WORK INSTRUCTIONS:
Select every line in the records below that contains the word "note", and copy each of those lines.

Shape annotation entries
::::::
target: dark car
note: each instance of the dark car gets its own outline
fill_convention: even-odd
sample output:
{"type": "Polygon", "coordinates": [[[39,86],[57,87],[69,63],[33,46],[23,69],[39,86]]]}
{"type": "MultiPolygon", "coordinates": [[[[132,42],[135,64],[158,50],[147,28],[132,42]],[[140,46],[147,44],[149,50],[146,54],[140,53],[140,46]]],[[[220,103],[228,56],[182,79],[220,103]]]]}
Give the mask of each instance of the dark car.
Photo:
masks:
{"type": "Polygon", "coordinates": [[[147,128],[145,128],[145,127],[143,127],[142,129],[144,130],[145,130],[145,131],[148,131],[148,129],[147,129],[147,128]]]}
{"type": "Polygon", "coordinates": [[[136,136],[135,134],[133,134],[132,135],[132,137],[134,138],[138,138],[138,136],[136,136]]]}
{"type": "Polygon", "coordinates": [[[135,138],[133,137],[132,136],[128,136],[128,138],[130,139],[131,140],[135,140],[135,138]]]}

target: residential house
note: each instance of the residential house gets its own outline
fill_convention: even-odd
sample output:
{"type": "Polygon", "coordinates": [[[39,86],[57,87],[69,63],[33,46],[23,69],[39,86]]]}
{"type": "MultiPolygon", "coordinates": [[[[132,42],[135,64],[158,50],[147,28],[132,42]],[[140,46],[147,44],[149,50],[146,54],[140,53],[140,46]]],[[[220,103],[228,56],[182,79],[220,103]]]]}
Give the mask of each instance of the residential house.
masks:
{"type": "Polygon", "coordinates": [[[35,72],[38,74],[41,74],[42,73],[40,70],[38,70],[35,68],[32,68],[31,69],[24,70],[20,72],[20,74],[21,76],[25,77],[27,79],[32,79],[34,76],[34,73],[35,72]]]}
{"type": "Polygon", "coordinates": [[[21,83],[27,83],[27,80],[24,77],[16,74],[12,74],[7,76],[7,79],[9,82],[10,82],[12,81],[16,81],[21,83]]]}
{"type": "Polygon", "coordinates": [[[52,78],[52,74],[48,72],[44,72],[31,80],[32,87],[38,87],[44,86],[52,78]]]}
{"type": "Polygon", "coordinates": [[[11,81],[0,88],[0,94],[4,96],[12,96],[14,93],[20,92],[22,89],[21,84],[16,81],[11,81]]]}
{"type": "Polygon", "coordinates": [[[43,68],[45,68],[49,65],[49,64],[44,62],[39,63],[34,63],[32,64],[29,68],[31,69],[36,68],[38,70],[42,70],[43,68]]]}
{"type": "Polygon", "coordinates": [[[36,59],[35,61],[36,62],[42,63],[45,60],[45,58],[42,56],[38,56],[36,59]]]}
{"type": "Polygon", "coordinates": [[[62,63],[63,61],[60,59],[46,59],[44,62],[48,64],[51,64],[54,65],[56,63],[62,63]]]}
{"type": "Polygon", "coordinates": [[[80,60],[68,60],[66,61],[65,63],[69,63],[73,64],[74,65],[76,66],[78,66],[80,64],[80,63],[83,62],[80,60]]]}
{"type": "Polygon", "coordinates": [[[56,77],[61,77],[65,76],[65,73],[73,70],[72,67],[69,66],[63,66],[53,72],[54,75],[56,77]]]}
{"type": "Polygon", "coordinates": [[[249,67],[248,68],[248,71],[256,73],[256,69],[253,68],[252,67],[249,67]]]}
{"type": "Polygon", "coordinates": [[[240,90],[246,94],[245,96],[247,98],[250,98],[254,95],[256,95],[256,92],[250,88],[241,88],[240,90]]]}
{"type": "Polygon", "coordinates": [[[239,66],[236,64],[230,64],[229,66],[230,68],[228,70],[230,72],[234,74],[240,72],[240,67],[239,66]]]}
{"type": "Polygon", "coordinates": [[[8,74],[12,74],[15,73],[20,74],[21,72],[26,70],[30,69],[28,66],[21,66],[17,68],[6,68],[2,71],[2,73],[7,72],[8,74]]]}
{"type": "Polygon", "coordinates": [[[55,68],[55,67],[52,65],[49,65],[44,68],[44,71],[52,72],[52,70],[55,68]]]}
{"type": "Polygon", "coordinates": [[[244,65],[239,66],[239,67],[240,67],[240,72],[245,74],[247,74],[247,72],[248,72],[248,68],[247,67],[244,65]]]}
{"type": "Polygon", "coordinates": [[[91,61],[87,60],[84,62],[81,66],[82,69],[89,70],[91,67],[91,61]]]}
::::::
TASK SOLUTION:
note: each instance of the dark car gets its own outline
note: each instance of the residential house gets its own outline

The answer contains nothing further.